**Zitierter Abschnitt**
>>>

Der Ablauf ist geprägt von einer Ideensammlung, der Analyse von Ausgangslage und Realisierungsmöglichkeiten, der Erarbeitung des Geschäftsmodells unter Zuhilfenahme von Methoden und der Umsetzung des Ergebnisses. Meist beginnt die Transformation zu mehr Nachhaltigkeit mit der Erarbeitung eines Selbstverständnisses und den ersten Schritten für die Reduktion der negativen Auswirkungen auf die Umwelt. Dazu kommen Maßnahmen für eine bessere Wirkung des Unternehmens im gesellschaftlichen Miteinander. Die anspruchsvollsten Schritte liegen in der CO2 Neutralisierung im Bereich der Ökologie und im Bereich der Positionierung als verantwortungsvoller Arbeitgeber im Bereich Soziales. Die Dekarbonisierung eines Unternehmens bedarf der Entwicklung eines klaren Pfads für die reale Senkung der Emissionen. Ein verantwortungsvoller Arbeitgeber tritt selbst und mit seinen Beschäftigten für die Verbesserung des sozialen Zusammenhalts im Wirkungsraum des Unternehmens ein, sei es als Ausbildungsbetrieb, als aktiver Partner von Vereinen oder bei der Lösung von aktuellen gesellschaftlichen Herausforderungen. Nur wer nachhaltig agiert, erhält von seinen Kunden eine "licence to operate".

<<<

**Aufgabe 1**
Worin liegen laut dem Abschnitt zur nachhaltigen Transformation von Unternehmen die anspruchsvollsten Schritte?
**Aufgabe 2**
Führen Sie den Abschnitt zur nachhaltigen Transformation von Unternehmen bitte im Anschluss an seinen letzten Satz weiter.
Die anschließenden Daten stammen aus einer anderen Quelle.

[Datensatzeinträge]

>>>

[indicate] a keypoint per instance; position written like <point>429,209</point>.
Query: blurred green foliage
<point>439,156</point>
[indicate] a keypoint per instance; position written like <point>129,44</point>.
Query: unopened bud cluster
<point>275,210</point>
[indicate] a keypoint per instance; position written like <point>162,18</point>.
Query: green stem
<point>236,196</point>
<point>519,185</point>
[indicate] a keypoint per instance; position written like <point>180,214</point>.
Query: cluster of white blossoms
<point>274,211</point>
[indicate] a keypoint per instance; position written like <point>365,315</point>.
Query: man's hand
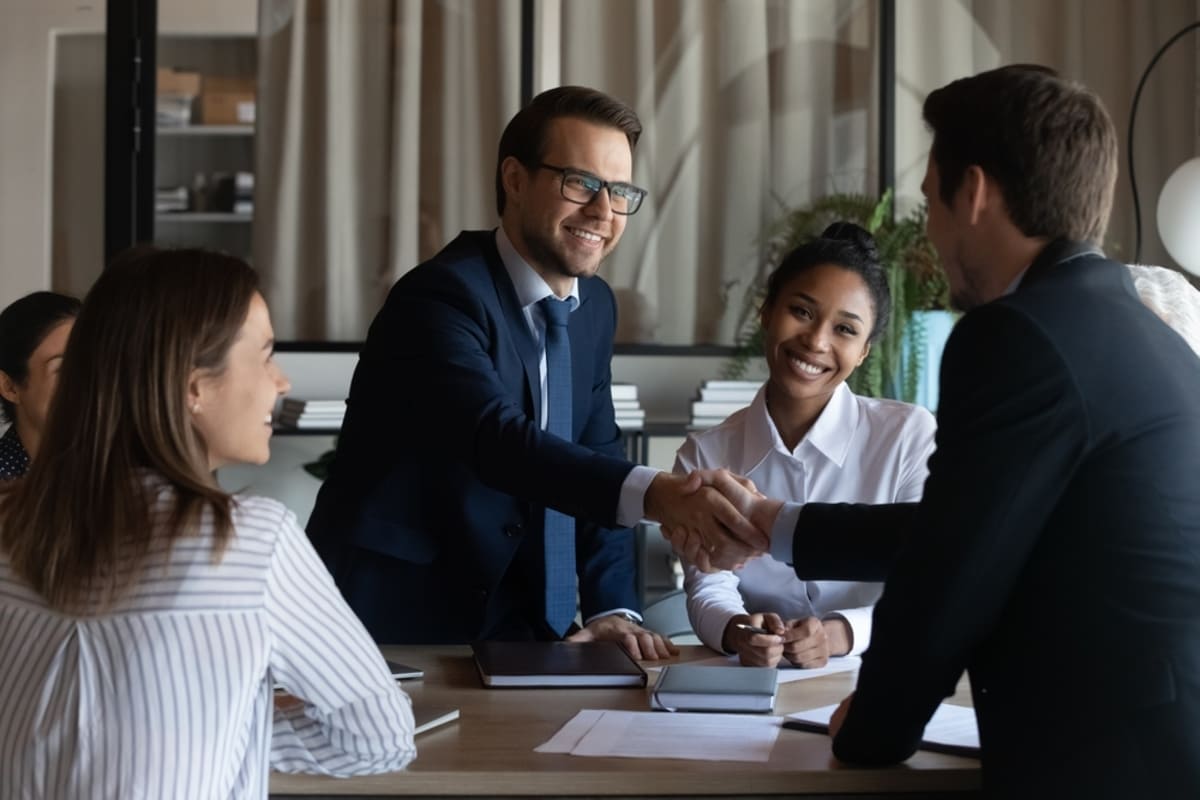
<point>810,642</point>
<point>641,643</point>
<point>702,524</point>
<point>755,649</point>
<point>708,553</point>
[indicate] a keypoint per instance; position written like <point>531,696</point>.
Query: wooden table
<point>489,751</point>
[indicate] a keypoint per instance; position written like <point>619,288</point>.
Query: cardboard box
<point>178,83</point>
<point>227,101</point>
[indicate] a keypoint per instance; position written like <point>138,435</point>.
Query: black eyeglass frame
<point>625,187</point>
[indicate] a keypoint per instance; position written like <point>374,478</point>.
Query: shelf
<point>192,217</point>
<point>208,130</point>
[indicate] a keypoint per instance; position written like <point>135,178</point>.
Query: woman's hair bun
<point>856,235</point>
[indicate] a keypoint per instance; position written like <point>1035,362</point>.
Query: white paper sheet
<point>648,734</point>
<point>951,725</point>
<point>787,672</point>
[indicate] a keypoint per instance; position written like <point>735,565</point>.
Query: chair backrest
<point>1168,294</point>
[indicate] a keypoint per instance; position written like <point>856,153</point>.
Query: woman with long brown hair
<point>145,613</point>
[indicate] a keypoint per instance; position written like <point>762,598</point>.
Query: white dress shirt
<point>532,289</point>
<point>169,693</point>
<point>859,450</point>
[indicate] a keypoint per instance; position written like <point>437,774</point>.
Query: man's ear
<point>978,192</point>
<point>515,178</point>
<point>9,389</point>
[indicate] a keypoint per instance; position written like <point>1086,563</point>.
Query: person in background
<point>34,334</point>
<point>145,614</point>
<point>808,438</point>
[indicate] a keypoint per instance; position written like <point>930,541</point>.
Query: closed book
<point>556,663</point>
<point>624,391</point>
<point>694,687</point>
<point>300,404</point>
<point>727,395</point>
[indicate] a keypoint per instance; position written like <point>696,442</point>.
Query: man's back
<point>1056,548</point>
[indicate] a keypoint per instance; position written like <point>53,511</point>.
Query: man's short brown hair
<point>525,137</point>
<point>1045,140</point>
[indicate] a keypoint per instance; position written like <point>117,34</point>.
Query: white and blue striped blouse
<point>169,692</point>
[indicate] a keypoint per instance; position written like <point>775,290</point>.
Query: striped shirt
<point>169,692</point>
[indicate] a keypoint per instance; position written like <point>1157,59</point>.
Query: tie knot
<point>556,310</point>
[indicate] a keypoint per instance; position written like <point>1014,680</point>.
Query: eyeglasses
<point>582,187</point>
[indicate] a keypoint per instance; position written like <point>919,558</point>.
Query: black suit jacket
<point>1055,554</point>
<point>431,519</point>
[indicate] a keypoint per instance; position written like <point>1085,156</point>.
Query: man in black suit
<point>1055,554</point>
<point>479,477</point>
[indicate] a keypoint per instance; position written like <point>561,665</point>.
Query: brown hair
<point>78,525</point>
<point>525,137</point>
<point>1048,143</point>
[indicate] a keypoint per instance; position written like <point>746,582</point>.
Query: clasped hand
<point>713,518</point>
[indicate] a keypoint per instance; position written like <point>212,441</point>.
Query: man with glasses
<point>479,481</point>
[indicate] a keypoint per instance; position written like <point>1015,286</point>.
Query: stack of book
<point>630,414</point>
<point>171,199</point>
<point>720,398</point>
<point>305,414</point>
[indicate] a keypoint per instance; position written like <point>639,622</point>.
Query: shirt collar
<point>829,435</point>
<point>529,286</point>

<<<

**Lösung 1**
In der CO2 Neutralisierung im Bereich der Ökologie und in der Positionierung als verantwortungsvoller Arbeitgeber im Bereich Soziales.

**Lösung 2**
Schließlich werden die Elemente zu einem neuen nachhaltigen Geschäftsmodell integriert. Dies kann inkrementell als Anpassung eines erfolgreichen (nachhaltigen) Geschäftsmodells erfolgen, oder als mehr oder weniger revolutionäre Neuentwicklung.
Das nachhaltige Geschäftsmodell des Unternehmens sollte am Kunden orientiert entwickelt werden. Eine Befragung von mehr als 20.000 Konsumenten in 34 Ländern zu ihrer Einstellung zu Nachhaltigkeit und sozialer Verantwortung ergab, dass das Engagement der Verbraucher für eine nachhaltige Entwicklung zugenommen hat, auch wenn die wirtschaftlichen Herausforderungen die Kaufkraft einschränken. Gleichwohl besteht Handlungsbedarf: Die Verbraucher sind skeptisch gegenüber ESG-Angaben. Nur 20 % der Verbraucher geben an, dass sie den Aussagen von Unternehmen über ökologische Nachhaltigkeit vertrauen, während es vor 2 Jahren noch die Hälfte war.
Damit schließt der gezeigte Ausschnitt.